Point-per-instance localization data
----------------------------------------

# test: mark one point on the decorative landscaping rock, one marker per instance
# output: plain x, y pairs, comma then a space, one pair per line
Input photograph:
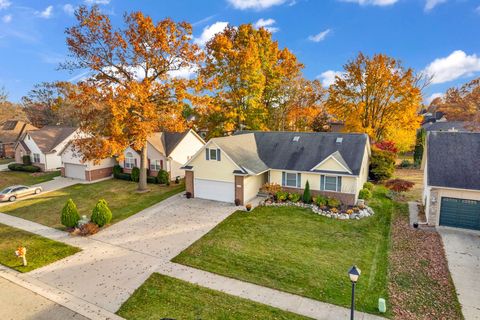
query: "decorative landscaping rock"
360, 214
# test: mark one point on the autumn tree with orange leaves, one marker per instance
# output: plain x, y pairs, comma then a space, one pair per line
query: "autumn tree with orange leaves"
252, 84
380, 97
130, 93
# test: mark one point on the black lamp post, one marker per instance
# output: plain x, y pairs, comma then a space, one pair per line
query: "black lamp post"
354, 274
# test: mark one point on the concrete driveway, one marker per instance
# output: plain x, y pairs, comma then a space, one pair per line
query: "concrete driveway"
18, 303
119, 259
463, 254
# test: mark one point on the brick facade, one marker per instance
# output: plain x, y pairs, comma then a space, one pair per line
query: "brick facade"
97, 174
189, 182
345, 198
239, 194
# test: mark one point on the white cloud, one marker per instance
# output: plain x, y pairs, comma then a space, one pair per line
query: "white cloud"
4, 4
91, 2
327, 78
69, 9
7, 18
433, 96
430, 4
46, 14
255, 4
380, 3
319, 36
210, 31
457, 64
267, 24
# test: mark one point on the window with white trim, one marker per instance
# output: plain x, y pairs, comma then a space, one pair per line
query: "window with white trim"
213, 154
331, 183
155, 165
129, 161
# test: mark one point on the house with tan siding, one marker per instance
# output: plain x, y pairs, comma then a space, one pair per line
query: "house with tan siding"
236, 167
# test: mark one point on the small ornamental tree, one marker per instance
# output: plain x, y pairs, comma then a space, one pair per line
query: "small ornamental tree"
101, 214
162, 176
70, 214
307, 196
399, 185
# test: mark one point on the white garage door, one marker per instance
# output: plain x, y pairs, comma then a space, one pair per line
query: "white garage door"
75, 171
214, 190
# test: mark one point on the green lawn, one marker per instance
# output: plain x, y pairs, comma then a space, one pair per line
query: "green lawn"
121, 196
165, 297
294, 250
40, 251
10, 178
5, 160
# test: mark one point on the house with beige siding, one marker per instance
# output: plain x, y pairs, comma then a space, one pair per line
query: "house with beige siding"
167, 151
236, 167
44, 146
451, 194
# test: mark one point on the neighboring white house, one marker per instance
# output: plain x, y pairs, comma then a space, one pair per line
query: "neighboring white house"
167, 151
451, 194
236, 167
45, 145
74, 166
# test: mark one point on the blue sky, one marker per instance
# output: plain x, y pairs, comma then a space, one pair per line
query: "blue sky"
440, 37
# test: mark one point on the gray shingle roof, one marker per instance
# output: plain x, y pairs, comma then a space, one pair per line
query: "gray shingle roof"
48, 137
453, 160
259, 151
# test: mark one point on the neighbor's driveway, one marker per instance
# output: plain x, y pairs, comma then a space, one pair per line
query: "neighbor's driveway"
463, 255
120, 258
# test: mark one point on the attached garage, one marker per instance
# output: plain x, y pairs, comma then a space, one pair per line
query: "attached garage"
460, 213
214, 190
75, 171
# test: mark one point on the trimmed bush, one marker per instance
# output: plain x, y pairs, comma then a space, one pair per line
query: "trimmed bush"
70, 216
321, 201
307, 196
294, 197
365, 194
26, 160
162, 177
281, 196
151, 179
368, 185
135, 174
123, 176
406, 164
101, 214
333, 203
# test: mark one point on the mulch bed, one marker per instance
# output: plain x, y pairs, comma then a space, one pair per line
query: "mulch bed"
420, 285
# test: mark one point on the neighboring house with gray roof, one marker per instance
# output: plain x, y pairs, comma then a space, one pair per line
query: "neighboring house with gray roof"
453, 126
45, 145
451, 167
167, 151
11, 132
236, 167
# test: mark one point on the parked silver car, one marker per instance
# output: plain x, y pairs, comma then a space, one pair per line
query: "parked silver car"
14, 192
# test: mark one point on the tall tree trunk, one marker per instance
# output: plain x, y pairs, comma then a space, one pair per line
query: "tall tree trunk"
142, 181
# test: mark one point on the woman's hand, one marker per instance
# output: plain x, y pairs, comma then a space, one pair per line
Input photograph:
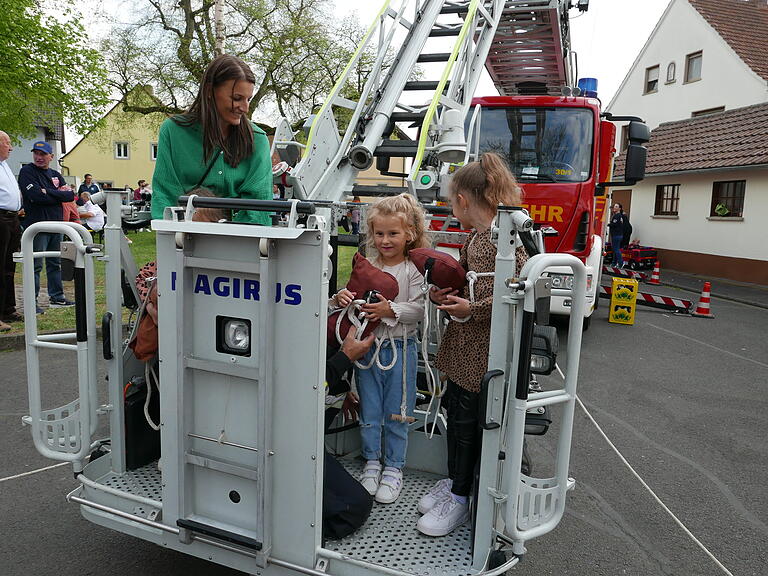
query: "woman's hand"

----------------------------------------

#### Work task
Take the entries above and copy out all lines with the string "woman".

#### Solution for this exercise
# test: mark one point on the woman's hand, one marker per instance
query: "woman's hand"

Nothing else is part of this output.